• **Data for processing**
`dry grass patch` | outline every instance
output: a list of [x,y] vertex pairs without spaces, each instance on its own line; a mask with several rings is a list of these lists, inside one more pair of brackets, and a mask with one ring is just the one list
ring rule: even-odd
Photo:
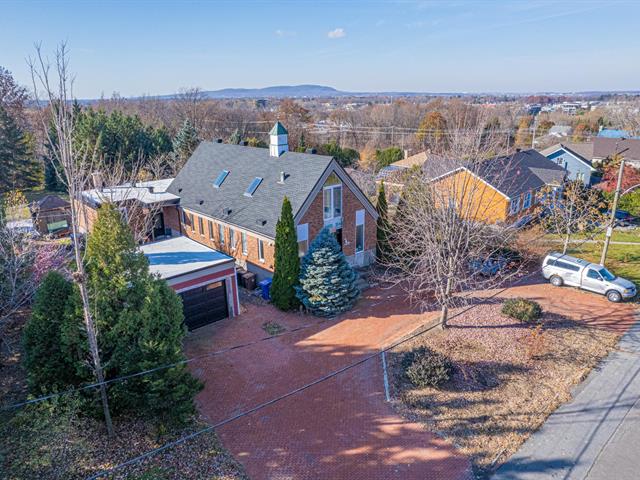
[[[450,328],[398,347],[389,358],[401,413],[422,421],[468,455],[483,476],[508,459],[571,388],[616,344],[618,334],[545,313],[541,326],[480,305]],[[415,388],[402,370],[406,352],[426,346],[454,365],[449,382]]]
[[[79,417],[73,402],[31,407],[13,418],[0,418],[0,478],[84,479],[206,427],[194,422],[182,429],[158,429],[153,422],[119,417],[115,437],[104,424]],[[179,480],[245,479],[242,467],[224,450],[214,432],[207,432],[105,478]]]

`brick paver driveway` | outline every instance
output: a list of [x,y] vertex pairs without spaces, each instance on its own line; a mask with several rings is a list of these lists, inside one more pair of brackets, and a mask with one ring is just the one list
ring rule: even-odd
[[[246,307],[238,318],[190,334],[187,354],[262,338],[268,320],[289,329],[312,326],[192,364],[205,381],[197,402],[211,423],[371,355],[428,319],[377,289],[335,320]],[[218,434],[254,480],[470,477],[469,462],[453,446],[385,402],[379,357],[235,420]]]
[[[477,296],[482,299],[492,293]],[[633,306],[555,288],[541,277],[500,296],[531,298],[545,310],[596,328],[622,332],[633,323]],[[368,290],[353,312],[335,320],[246,306],[240,317],[190,334],[187,354],[257,341],[266,335],[261,325],[270,320],[289,330],[306,328],[192,363],[192,371],[205,381],[198,406],[211,423],[378,352],[436,315],[419,315],[402,296],[379,289]],[[379,357],[228,423],[218,433],[254,480],[471,476],[469,462],[452,445],[398,416],[385,402]]]

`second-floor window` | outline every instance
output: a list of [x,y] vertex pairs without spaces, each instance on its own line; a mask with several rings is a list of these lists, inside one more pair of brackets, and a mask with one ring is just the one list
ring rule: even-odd
[[229,229],[229,246],[231,250],[236,249],[236,231],[233,228]]
[[527,192],[527,194],[524,196],[524,204],[522,205],[522,208],[529,208],[531,206],[531,192]]
[[258,260],[264,262],[264,242],[258,239]]
[[220,245],[224,245],[224,225],[218,224],[218,237],[220,238]]
[[204,220],[202,217],[198,217],[198,228],[200,229],[200,235],[204,237]]
[[213,241],[213,222],[209,220],[209,240]]
[[342,216],[342,185],[331,185],[323,190],[324,219]]
[[191,225],[191,231],[195,232],[196,231],[196,224],[193,222],[193,214],[192,213],[189,214],[189,225]]

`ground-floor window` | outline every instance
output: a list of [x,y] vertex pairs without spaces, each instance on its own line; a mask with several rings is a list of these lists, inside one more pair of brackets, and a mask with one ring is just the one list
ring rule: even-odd
[[229,246],[231,250],[236,249],[236,231],[233,228],[229,229]]
[[364,210],[356,212],[356,253],[364,251]]
[[258,260],[264,262],[264,242],[258,239]]
[[511,214],[518,213],[519,210],[520,210],[520,197],[516,197],[513,200],[511,200],[509,213]]
[[246,255],[247,253],[249,253],[249,250],[247,249],[247,233],[246,232],[242,232],[242,235],[240,235],[240,241],[242,242],[242,254]]
[[298,225],[296,236],[298,237],[298,256],[303,257],[309,250],[309,224]]
[[220,245],[224,245],[224,225],[218,224],[218,236],[220,237]]

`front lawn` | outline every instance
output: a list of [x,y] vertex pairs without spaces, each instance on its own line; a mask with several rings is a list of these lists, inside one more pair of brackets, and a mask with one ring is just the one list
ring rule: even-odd
[[[594,235],[591,232],[587,233],[574,233],[571,235],[570,241],[571,243],[581,243],[583,240],[597,240],[604,241],[605,234],[604,232],[598,233]],[[563,235],[558,235],[554,233],[550,233],[547,235],[547,238],[553,238],[556,240],[564,240]],[[638,242],[640,243],[640,229],[635,230],[614,230],[613,235],[611,236],[611,241],[613,242]]]
[[[578,248],[569,248],[569,255],[584,258],[591,262],[600,262],[602,243],[586,243]],[[615,275],[631,280],[640,287],[640,244],[609,245],[606,267]]]
[[[618,333],[544,313],[541,326],[482,304],[450,328],[417,337],[391,352],[394,403],[468,455],[483,477],[506,461],[616,344]],[[403,370],[407,352],[427,347],[451,362],[438,388],[414,386]],[[404,368],[407,362],[404,362]]]

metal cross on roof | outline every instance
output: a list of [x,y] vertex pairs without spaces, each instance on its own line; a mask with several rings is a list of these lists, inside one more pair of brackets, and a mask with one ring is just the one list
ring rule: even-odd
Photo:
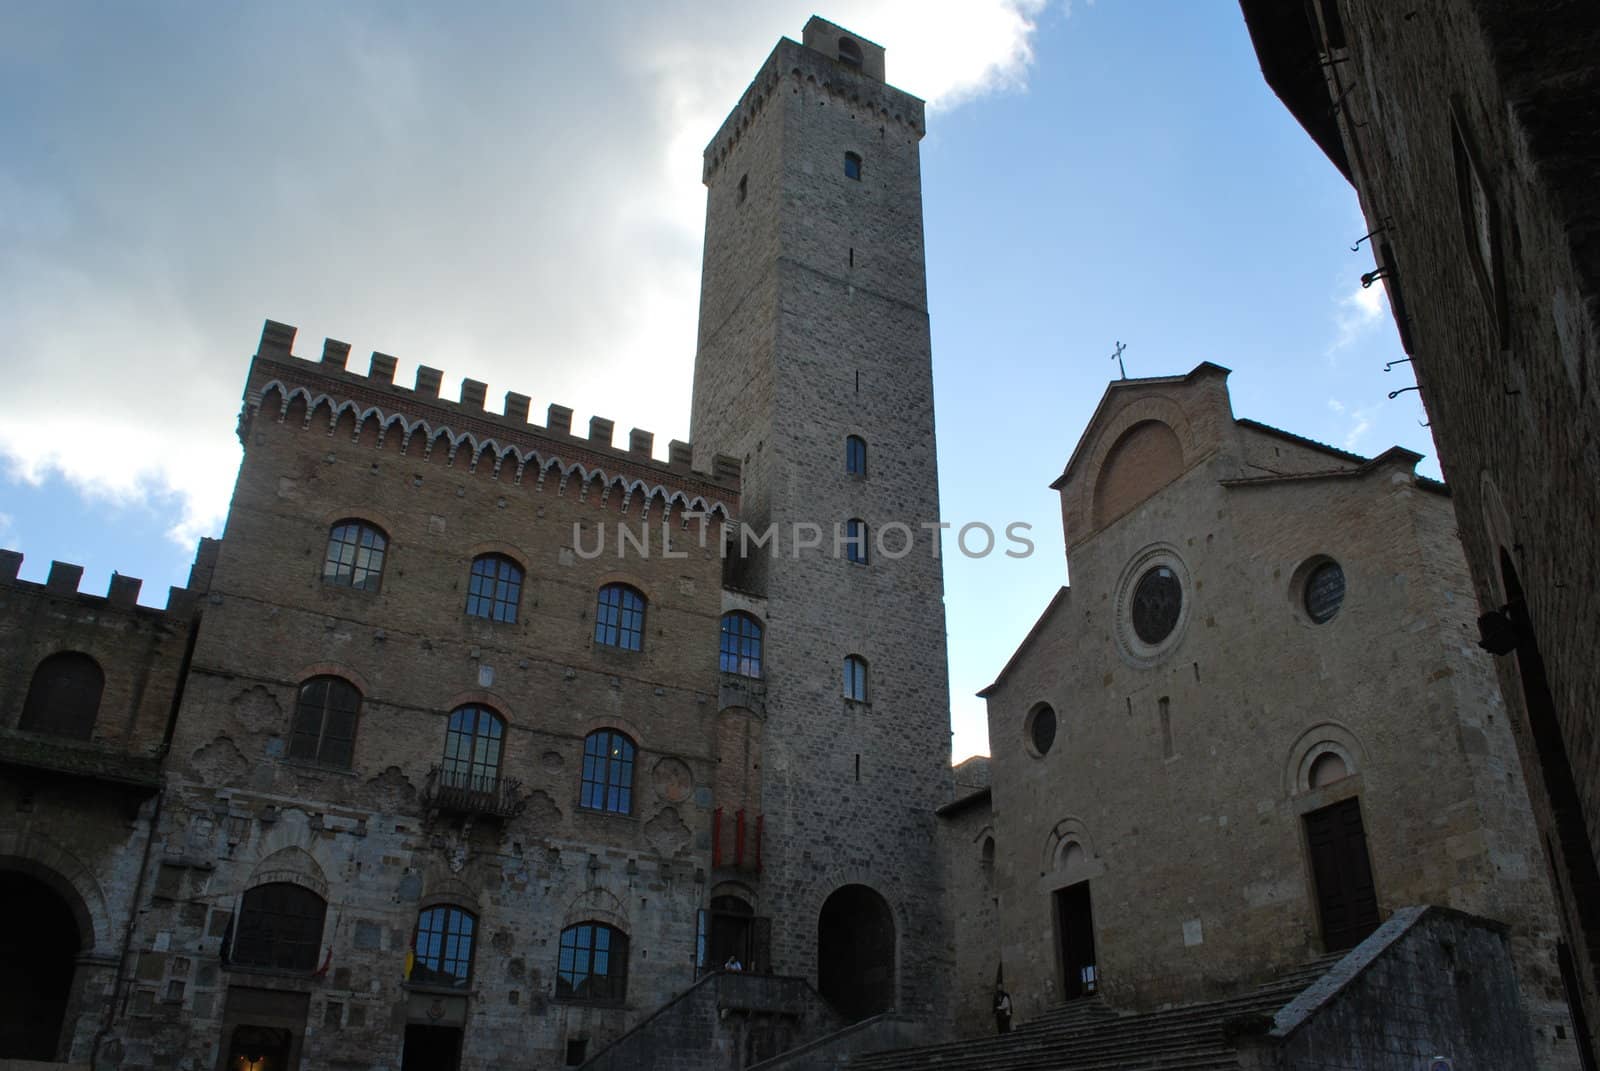
[[1127,349],[1127,348],[1128,347],[1124,346],[1121,343],[1121,341],[1118,341],[1117,342],[1117,350],[1116,350],[1115,353],[1113,353],[1111,355],[1112,359],[1114,359],[1117,362],[1117,371],[1122,373],[1122,378],[1123,379],[1127,379],[1128,378],[1128,369],[1122,363],[1122,351]]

• **What needs to be done**
For each record, return its text exactly and leave any picture out.

• **Answer box**
`dry grass patch` | outline every instance
output: a list of [x,y] vertex pairs without spaces, each instance on its own line; a mask with several rings is a list of these lists, inside one more pair of brackets, and a mask with one ring is just the one list
ring rule: even-odd
Photo:
[[[450,328],[398,347],[389,358],[401,413],[422,421],[468,455],[483,476],[508,459],[571,388],[616,344],[618,334],[545,313],[541,326],[480,305]],[[415,388],[402,370],[406,352],[426,346],[454,365],[449,382]]]
[[[79,417],[73,402],[31,407],[13,418],[0,418],[0,478],[84,479],[206,427],[194,422],[182,429],[158,429],[153,422],[119,417],[115,437],[104,424]],[[179,480],[245,479],[242,467],[224,450],[214,432],[207,432],[105,478]]]

`brick paver driveway` | outline every instance
output: a list of [x,y] vertex pairs without spaces, each instance on its own line; a mask with several rings is a list of these lists, inside one more pair of brackets, and a mask with one ring is just the one list
ring rule: even-odd
[[[246,307],[238,318],[190,334],[187,354],[262,338],[268,320],[289,329],[312,326],[192,364],[205,381],[197,402],[211,423],[371,355],[428,319],[377,289],[335,320]],[[218,434],[254,480],[470,477],[469,462],[453,446],[385,402],[379,357],[235,420]]]
[[[477,296],[482,299],[492,293]],[[633,306],[555,288],[541,277],[500,296],[531,298],[545,310],[596,328],[622,332],[633,323]],[[368,290],[353,312],[335,320],[246,306],[240,317],[190,334],[187,354],[257,341],[266,335],[261,325],[270,320],[289,330],[306,328],[192,363],[192,371],[205,381],[198,406],[211,423],[378,352],[436,315],[419,315],[402,296],[379,289]],[[379,357],[228,423],[218,433],[254,480],[471,476],[469,462],[452,445],[398,416],[385,402]]]

`second-floor window` | outline every instance
output: a list of [x,y] vertex pairs without spaces, each instance on its own line; a mask with several rings is a list of these lists, inside one more pair of brackets, and a mask with one ring is just the one list
ring rule: even-odd
[[229,229],[229,246],[231,250],[236,249],[236,231],[233,228]]
[[527,192],[527,194],[524,196],[524,204],[522,205],[522,208],[529,208],[531,206],[531,192]]
[[258,260],[264,262],[264,242],[258,239]]
[[220,245],[224,245],[224,225],[218,224],[218,237],[220,238]]
[[204,220],[202,217],[198,217],[198,228],[200,229],[200,235],[204,237]]
[[213,241],[213,222],[209,220],[209,240]]
[[342,216],[342,185],[331,185],[323,190],[324,219]]
[[191,225],[191,231],[195,232],[196,231],[196,224],[193,222],[193,214],[192,213],[189,214],[189,225]]

`ground-floor window` | outline every instance
output: a list of [x,y] vertex pairs without spaces, each instance on its own line; a mask with several rings is a list of these lists, inside one more pair of brackets, and a mask with one ring is just the one list
ring rule: even-odd
[[229,246],[231,250],[236,249],[236,231],[233,228],[229,229]]
[[364,210],[356,212],[356,253],[364,251]]
[[258,260],[264,262],[264,242],[258,239]]
[[511,214],[518,213],[519,210],[520,210],[520,197],[516,197],[513,200],[511,200],[509,213]]
[[246,255],[247,253],[249,253],[249,250],[247,249],[247,233],[246,232],[242,232],[242,235],[240,235],[240,241],[242,242],[242,254]]
[[298,225],[296,236],[298,237],[298,256],[303,257],[309,250],[309,224]]
[[220,245],[224,245],[224,225],[218,224],[218,236],[220,237]]

`front lawn` | outline every instance
output: a list of [x,y] vertex pairs without spaces, each instance on its own line; a mask with several rings is a list of these lists, inside one more pair of brackets, and a mask with one ring is just the one list
ring rule: even-odd
[[[594,235],[591,232],[587,233],[574,233],[571,235],[570,241],[571,243],[581,243],[583,240],[597,240],[604,241],[605,234],[604,232],[598,233]],[[563,235],[558,235],[554,233],[550,233],[547,235],[547,238],[553,238],[556,240],[564,240]],[[638,242],[640,243],[640,229],[635,230],[614,230],[613,235],[611,236],[611,241],[613,242]]]
[[[578,248],[569,248],[569,255],[584,258],[591,262],[600,262],[602,243],[586,243]],[[615,275],[631,280],[640,287],[640,244],[609,245],[606,267]]]
[[[618,333],[544,313],[541,326],[482,304],[450,328],[417,337],[391,352],[394,403],[468,455],[483,477],[506,461],[616,344]],[[403,370],[407,352],[427,347],[451,362],[438,388],[414,386]],[[404,368],[407,362],[404,362]]]

metal cross on roof | outline every instance
output: a list of [x,y] vertex pairs without spaces, each instance on its own line; a mask with several rings is a list of these lists, inside one more pair of brackets, and a mask with one ring is just the one list
ring rule: even-odd
Photo:
[[1127,349],[1127,348],[1128,347],[1124,346],[1121,343],[1121,341],[1118,341],[1117,342],[1117,350],[1116,350],[1115,353],[1113,353],[1111,355],[1112,359],[1114,359],[1117,362],[1117,371],[1122,373],[1122,378],[1123,379],[1127,379],[1128,378],[1128,369],[1122,363],[1122,351]]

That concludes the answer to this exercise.